Pick out every line in the data below that contains the word "head" and copy each one.

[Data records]
— Begin —
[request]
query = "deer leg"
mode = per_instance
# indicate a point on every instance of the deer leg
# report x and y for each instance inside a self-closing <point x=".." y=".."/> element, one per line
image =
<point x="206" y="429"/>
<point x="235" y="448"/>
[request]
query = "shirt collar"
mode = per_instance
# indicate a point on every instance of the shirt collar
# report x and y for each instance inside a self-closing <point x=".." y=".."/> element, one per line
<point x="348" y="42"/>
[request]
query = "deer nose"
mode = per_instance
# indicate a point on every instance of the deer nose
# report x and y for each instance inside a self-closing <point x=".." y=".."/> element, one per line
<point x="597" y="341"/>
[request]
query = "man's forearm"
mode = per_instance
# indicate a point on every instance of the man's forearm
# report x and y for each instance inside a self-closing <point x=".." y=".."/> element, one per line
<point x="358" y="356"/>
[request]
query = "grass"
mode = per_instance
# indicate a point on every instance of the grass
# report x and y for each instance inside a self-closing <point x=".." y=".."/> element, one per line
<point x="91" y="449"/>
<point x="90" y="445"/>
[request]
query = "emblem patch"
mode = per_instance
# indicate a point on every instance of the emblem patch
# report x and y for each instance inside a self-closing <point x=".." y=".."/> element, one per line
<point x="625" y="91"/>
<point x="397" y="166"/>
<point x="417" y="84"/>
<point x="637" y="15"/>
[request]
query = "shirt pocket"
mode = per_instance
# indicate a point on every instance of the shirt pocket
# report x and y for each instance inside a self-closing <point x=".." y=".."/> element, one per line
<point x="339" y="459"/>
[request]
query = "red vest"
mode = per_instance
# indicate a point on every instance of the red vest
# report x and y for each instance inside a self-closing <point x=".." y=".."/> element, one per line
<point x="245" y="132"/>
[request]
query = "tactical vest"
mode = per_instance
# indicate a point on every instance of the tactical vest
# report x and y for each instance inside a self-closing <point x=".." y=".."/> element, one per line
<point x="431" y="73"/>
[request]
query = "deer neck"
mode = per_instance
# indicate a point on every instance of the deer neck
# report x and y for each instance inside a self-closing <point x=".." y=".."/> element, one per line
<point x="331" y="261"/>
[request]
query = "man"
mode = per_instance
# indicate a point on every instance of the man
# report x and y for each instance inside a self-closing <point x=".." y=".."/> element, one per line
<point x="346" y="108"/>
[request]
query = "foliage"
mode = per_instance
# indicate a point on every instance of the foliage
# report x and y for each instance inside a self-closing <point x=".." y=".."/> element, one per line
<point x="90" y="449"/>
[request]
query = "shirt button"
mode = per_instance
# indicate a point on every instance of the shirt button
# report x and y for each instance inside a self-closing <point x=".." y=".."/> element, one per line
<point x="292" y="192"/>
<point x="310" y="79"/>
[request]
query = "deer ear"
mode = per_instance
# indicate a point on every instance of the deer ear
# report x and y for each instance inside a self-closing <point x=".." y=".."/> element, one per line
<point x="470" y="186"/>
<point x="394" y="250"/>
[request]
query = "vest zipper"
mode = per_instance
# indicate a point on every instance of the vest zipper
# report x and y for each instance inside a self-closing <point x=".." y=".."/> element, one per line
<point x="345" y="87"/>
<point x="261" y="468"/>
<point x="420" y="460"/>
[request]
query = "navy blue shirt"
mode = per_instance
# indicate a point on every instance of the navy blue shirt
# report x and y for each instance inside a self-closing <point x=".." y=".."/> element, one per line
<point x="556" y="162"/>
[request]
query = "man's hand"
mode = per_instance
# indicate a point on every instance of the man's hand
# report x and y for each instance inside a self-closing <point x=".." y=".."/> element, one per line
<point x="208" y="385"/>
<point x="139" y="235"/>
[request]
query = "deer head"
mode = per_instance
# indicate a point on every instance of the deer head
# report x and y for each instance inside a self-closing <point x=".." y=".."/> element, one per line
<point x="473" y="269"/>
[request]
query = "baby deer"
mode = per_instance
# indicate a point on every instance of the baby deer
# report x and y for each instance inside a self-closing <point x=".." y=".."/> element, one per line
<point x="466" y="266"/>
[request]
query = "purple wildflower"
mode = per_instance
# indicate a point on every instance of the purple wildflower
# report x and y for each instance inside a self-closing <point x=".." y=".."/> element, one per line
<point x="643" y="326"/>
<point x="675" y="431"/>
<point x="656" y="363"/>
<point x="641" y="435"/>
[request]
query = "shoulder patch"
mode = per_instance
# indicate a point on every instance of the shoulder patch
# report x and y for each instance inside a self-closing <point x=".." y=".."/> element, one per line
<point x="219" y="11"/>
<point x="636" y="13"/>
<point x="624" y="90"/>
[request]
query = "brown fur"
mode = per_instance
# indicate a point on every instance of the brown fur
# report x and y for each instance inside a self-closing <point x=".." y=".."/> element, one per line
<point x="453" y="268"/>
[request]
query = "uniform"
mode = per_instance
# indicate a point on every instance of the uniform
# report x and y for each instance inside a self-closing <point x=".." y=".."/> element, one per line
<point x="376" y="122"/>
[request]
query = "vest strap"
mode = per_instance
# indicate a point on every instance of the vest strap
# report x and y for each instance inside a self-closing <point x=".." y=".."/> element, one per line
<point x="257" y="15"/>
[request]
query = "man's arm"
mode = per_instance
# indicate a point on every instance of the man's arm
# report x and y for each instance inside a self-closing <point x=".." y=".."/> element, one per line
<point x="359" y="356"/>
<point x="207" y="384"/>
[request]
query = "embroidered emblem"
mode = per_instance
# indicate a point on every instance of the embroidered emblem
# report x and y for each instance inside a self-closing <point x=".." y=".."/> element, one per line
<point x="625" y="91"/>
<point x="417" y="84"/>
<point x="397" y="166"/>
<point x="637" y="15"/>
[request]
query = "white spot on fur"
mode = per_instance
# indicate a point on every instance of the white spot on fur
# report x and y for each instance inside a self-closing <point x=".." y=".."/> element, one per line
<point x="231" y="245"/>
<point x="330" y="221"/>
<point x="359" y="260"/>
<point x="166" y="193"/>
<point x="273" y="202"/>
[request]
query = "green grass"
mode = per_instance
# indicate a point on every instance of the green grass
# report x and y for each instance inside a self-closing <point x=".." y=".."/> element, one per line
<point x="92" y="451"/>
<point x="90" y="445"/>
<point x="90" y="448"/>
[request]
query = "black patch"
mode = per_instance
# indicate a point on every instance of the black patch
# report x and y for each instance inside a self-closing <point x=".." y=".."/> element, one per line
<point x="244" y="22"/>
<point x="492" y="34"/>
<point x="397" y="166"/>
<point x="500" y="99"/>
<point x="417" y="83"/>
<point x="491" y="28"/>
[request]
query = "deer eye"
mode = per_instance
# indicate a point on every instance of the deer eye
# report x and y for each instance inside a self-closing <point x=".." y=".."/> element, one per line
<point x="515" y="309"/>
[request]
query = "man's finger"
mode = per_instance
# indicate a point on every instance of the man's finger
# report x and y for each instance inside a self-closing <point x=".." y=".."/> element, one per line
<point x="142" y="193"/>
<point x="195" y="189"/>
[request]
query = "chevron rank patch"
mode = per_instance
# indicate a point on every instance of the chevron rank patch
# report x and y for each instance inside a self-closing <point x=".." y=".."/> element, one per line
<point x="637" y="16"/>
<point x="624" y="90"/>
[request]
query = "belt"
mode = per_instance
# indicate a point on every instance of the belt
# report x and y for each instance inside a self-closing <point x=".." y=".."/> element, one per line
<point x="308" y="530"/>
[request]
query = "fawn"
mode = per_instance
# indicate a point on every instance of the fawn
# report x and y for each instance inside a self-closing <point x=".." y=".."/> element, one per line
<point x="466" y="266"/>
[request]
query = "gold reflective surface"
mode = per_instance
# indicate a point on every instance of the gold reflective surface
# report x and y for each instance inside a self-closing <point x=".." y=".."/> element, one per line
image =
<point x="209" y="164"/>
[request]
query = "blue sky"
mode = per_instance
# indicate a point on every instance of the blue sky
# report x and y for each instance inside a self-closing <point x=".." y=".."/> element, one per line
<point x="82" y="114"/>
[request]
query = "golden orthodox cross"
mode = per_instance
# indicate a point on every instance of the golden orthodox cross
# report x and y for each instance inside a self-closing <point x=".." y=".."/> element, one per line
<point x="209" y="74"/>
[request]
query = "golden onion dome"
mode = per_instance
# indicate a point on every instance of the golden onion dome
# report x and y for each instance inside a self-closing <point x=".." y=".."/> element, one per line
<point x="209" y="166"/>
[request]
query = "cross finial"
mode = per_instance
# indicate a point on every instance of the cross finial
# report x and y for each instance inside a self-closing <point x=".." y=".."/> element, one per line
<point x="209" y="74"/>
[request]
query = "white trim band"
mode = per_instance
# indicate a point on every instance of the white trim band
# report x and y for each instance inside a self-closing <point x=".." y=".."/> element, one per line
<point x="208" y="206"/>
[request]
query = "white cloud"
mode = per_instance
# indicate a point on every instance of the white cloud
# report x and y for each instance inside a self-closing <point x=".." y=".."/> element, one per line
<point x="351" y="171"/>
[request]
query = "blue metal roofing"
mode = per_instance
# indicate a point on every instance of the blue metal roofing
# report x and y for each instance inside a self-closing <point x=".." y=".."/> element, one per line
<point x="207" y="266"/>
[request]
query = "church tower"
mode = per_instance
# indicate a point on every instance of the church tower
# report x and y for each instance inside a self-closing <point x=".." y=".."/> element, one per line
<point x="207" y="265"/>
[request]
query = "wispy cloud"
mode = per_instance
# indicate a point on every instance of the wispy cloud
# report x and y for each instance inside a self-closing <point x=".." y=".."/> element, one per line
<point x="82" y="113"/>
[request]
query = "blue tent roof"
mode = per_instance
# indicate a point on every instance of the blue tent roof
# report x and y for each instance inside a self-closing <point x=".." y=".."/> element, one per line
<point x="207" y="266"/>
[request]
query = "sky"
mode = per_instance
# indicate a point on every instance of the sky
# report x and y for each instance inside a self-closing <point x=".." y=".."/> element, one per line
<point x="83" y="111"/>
— End —
Answer to the exercise:
query = "deer head"
# indicate a point on every instance of the deer head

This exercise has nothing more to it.